Each line from the one containing "Wildlife-tally tagging: find every instance of the elephant foot" through the final line of the data below must be repeated exactly.

[DATA TO EXAMINE — start]

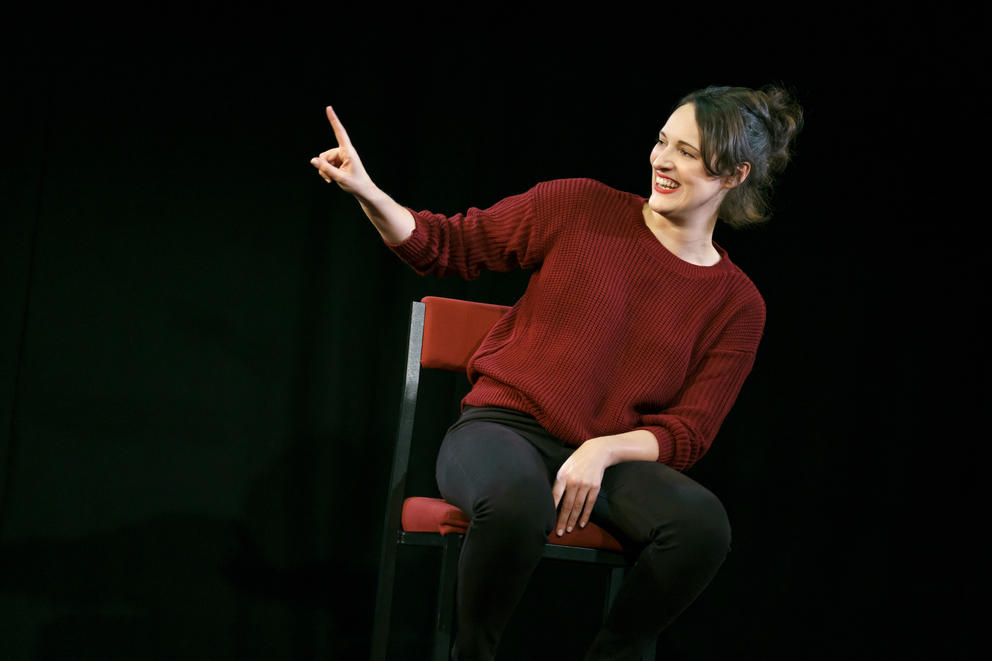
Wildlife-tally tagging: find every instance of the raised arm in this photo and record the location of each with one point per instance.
(342, 166)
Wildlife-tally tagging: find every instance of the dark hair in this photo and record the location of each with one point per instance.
(738, 124)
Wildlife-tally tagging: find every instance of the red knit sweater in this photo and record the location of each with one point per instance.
(614, 332)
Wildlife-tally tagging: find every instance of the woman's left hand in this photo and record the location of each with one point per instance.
(578, 482)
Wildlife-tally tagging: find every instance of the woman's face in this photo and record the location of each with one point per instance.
(681, 188)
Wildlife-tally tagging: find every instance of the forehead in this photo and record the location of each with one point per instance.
(681, 125)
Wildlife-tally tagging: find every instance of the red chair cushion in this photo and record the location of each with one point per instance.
(454, 329)
(435, 515)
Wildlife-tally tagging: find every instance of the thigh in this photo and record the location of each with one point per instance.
(484, 460)
(640, 499)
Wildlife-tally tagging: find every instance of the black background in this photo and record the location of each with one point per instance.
(202, 342)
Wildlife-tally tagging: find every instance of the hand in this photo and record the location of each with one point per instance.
(578, 482)
(341, 164)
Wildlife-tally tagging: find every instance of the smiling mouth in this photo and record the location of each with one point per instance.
(665, 185)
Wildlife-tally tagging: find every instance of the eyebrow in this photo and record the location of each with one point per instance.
(682, 142)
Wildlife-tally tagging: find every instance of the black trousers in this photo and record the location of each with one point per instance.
(498, 465)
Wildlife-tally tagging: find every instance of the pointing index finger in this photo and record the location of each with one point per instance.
(339, 132)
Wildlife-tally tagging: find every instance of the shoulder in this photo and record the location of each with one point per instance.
(745, 309)
(583, 193)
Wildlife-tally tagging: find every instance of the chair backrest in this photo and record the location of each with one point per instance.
(453, 331)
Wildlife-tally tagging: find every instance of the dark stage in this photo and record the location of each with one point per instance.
(202, 343)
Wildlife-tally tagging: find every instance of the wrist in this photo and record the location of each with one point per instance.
(635, 445)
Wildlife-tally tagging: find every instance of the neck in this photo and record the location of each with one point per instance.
(690, 242)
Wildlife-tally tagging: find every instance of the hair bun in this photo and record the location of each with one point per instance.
(783, 116)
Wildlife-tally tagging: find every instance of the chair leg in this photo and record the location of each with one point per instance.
(384, 601)
(444, 623)
(613, 581)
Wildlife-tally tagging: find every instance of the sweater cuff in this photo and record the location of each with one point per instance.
(411, 248)
(672, 451)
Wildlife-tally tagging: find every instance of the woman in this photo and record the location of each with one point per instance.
(614, 370)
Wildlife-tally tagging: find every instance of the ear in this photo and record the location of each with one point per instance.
(743, 170)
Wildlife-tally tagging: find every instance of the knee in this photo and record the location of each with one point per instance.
(518, 509)
(701, 526)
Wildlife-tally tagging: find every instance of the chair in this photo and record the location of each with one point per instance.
(444, 334)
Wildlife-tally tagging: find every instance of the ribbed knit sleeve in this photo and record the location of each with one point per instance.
(514, 232)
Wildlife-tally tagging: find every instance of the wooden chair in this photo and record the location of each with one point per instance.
(444, 334)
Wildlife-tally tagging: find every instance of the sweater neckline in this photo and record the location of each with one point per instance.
(666, 257)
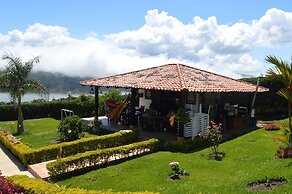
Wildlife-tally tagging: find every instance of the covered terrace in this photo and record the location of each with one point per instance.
(168, 87)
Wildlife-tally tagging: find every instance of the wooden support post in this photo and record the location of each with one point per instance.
(96, 88)
(133, 119)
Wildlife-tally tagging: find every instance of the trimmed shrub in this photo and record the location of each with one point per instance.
(101, 157)
(70, 128)
(32, 185)
(7, 187)
(28, 155)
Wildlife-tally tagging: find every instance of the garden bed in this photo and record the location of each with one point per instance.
(249, 157)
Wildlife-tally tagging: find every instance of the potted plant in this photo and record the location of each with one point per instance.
(182, 118)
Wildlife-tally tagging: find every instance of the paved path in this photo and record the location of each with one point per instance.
(9, 164)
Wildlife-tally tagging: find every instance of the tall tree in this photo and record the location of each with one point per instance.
(15, 79)
(282, 71)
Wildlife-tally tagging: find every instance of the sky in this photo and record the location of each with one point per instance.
(101, 38)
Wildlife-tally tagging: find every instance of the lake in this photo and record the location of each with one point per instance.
(4, 97)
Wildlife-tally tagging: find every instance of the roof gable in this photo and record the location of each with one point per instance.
(174, 77)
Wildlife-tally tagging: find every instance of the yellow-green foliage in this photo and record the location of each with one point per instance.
(28, 155)
(101, 157)
(32, 186)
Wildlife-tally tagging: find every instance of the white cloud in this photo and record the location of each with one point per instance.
(162, 39)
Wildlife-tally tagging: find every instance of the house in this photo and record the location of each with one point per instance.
(168, 87)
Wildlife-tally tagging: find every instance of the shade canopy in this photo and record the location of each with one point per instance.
(174, 77)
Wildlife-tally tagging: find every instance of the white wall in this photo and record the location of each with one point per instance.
(142, 101)
(194, 107)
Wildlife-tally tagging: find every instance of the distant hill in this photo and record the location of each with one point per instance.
(58, 82)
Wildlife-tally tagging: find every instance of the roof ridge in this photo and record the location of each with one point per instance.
(181, 78)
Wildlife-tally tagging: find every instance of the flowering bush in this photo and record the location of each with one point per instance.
(214, 135)
(176, 170)
(6, 187)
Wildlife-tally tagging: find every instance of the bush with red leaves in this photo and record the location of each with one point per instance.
(7, 187)
(284, 152)
(271, 127)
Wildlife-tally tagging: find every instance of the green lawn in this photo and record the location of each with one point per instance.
(248, 158)
(38, 132)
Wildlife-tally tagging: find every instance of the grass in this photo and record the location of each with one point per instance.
(248, 158)
(37, 132)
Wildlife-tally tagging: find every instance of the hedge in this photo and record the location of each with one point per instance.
(28, 155)
(32, 186)
(100, 157)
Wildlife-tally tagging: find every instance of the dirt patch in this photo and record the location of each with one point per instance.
(267, 184)
(177, 176)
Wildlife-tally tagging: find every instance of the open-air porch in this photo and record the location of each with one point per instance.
(157, 93)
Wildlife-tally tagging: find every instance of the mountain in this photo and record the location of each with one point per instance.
(58, 82)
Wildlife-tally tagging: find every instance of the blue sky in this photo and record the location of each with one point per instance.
(88, 35)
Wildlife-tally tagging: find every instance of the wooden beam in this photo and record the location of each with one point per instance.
(133, 120)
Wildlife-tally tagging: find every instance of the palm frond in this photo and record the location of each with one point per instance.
(281, 70)
(285, 93)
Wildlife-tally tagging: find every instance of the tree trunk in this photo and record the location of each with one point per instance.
(290, 125)
(20, 127)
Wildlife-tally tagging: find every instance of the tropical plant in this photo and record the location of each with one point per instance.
(282, 70)
(15, 79)
(214, 135)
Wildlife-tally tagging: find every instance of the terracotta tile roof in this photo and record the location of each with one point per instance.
(174, 77)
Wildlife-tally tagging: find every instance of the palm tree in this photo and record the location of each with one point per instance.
(16, 81)
(282, 71)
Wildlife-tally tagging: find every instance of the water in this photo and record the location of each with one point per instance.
(4, 97)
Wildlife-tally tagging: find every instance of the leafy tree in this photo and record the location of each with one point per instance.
(282, 71)
(15, 79)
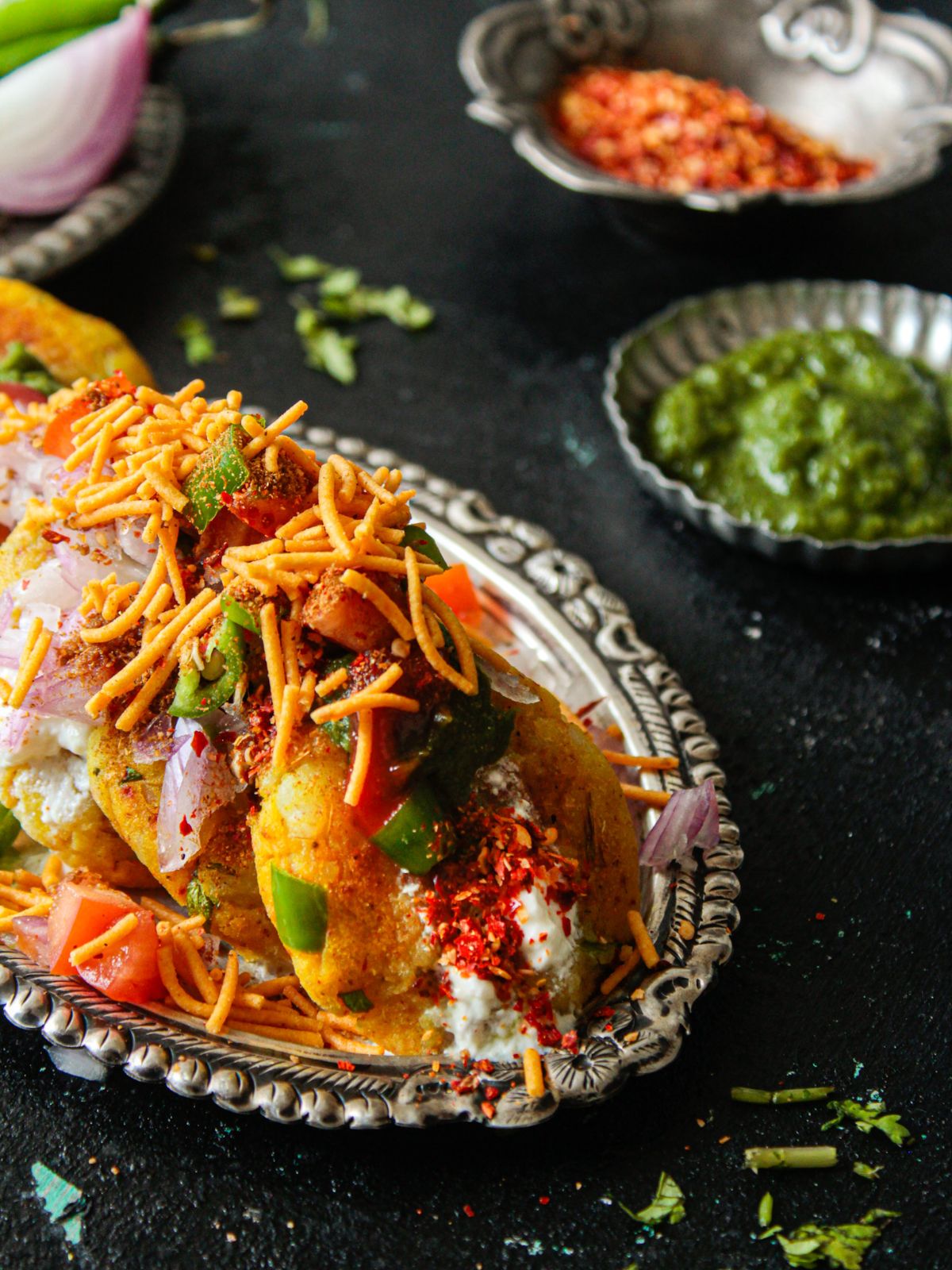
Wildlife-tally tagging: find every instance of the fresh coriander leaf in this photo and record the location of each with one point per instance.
(340, 283)
(19, 366)
(843, 1246)
(357, 1001)
(325, 348)
(10, 832)
(867, 1118)
(401, 309)
(298, 268)
(234, 305)
(198, 901)
(200, 346)
(668, 1204)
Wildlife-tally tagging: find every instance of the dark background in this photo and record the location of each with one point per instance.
(831, 696)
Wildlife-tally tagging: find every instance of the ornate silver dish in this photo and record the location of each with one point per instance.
(876, 84)
(668, 347)
(582, 639)
(35, 248)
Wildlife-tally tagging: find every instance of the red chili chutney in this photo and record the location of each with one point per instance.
(674, 133)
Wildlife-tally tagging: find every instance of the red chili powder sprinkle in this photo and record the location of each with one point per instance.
(674, 133)
(474, 905)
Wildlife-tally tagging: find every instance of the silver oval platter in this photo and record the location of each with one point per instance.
(670, 346)
(581, 641)
(35, 248)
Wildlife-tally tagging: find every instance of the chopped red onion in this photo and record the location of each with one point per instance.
(691, 819)
(197, 783)
(152, 743)
(67, 117)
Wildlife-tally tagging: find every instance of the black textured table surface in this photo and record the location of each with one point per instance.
(831, 698)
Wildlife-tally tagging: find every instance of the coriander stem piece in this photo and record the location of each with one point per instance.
(743, 1095)
(816, 1094)
(790, 1157)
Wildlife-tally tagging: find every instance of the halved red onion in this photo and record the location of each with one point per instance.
(691, 819)
(21, 395)
(197, 783)
(67, 117)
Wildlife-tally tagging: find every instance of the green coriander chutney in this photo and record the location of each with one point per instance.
(814, 432)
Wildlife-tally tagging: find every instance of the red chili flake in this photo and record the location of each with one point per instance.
(674, 133)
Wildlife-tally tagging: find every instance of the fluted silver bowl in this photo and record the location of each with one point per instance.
(877, 86)
(657, 355)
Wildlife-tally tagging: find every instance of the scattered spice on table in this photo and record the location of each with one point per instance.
(678, 133)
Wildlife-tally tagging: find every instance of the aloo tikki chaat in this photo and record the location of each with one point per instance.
(248, 677)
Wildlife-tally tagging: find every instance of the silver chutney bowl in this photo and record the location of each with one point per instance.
(668, 347)
(877, 86)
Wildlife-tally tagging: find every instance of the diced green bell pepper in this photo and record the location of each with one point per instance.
(222, 470)
(357, 1001)
(300, 912)
(418, 835)
(239, 615)
(198, 692)
(416, 537)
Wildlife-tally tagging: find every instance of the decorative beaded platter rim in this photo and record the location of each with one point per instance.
(674, 343)
(36, 248)
(583, 635)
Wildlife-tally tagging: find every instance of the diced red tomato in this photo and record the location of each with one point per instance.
(455, 588)
(80, 912)
(57, 438)
(129, 971)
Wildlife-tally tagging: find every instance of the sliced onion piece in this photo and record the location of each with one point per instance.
(67, 117)
(691, 819)
(197, 783)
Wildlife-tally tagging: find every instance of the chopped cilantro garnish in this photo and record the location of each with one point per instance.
(198, 901)
(357, 1001)
(200, 346)
(298, 268)
(19, 366)
(668, 1204)
(867, 1118)
(843, 1246)
(325, 348)
(235, 305)
(765, 1210)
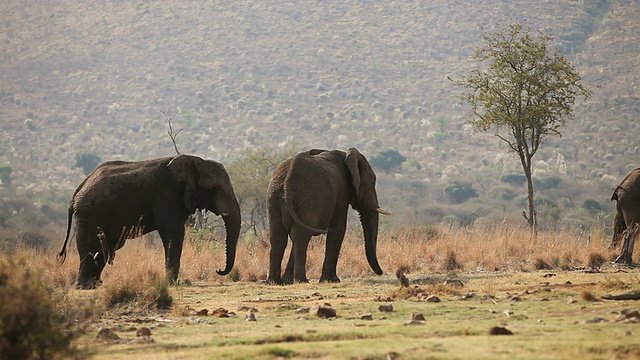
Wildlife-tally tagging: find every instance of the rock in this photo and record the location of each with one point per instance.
(291, 306)
(203, 312)
(413, 322)
(404, 281)
(221, 312)
(323, 311)
(143, 331)
(433, 298)
(246, 308)
(498, 330)
(629, 316)
(106, 334)
(596, 320)
(454, 282)
(366, 316)
(250, 316)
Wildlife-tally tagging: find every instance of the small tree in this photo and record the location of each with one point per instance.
(387, 160)
(525, 88)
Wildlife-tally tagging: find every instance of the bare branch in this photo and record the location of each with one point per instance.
(170, 132)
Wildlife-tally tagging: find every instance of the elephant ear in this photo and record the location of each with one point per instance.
(185, 169)
(353, 160)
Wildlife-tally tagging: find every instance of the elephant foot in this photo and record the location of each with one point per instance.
(623, 258)
(329, 279)
(271, 280)
(88, 285)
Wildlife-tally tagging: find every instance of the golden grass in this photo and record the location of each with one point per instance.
(425, 254)
(414, 249)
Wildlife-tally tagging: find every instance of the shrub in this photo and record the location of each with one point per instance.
(545, 183)
(458, 192)
(503, 193)
(139, 292)
(87, 161)
(593, 206)
(5, 175)
(513, 179)
(30, 326)
(387, 160)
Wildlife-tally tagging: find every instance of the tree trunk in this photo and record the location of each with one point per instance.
(532, 216)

[DATA TO EXAMINE — finish]

§ REPLY:
Wildlife-tally tagging: find every instance of the elephant foot in this photo and record the location of each with one point per instance.
(623, 258)
(329, 279)
(271, 280)
(88, 285)
Wildlife-tally tagging: find every instance of the golden grass in this photo and record the location of each with one point per instance.
(425, 254)
(414, 249)
Wildlife-tally tagging: find every instance of the shrub in this photo and record the location of each with one point per instance.
(545, 183)
(458, 192)
(503, 193)
(139, 292)
(87, 161)
(593, 206)
(5, 175)
(513, 179)
(30, 326)
(387, 160)
Wildlife-tally tagging: find every instance of the tree trunk in this photo and record the location of each with one point per instance.
(532, 216)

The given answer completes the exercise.